* Dataset rows:
□ □ □

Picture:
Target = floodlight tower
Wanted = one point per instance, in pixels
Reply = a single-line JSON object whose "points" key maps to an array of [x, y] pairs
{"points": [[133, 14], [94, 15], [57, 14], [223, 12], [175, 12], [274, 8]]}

□ □ □

* The request:
Turn the listing into a numbered list, with one entry per line and no blank lines.

* Solution to this problem:
1. Picture:
2. Target = floodlight tower
3. Wanted = one point per instance, in pixels
4. Reply = a single-line JSON object whose "points" key maps to an array of [x, y] pairs
5. {"points": [[133, 14], [94, 15], [57, 14], [223, 12], [175, 12], [274, 8]]}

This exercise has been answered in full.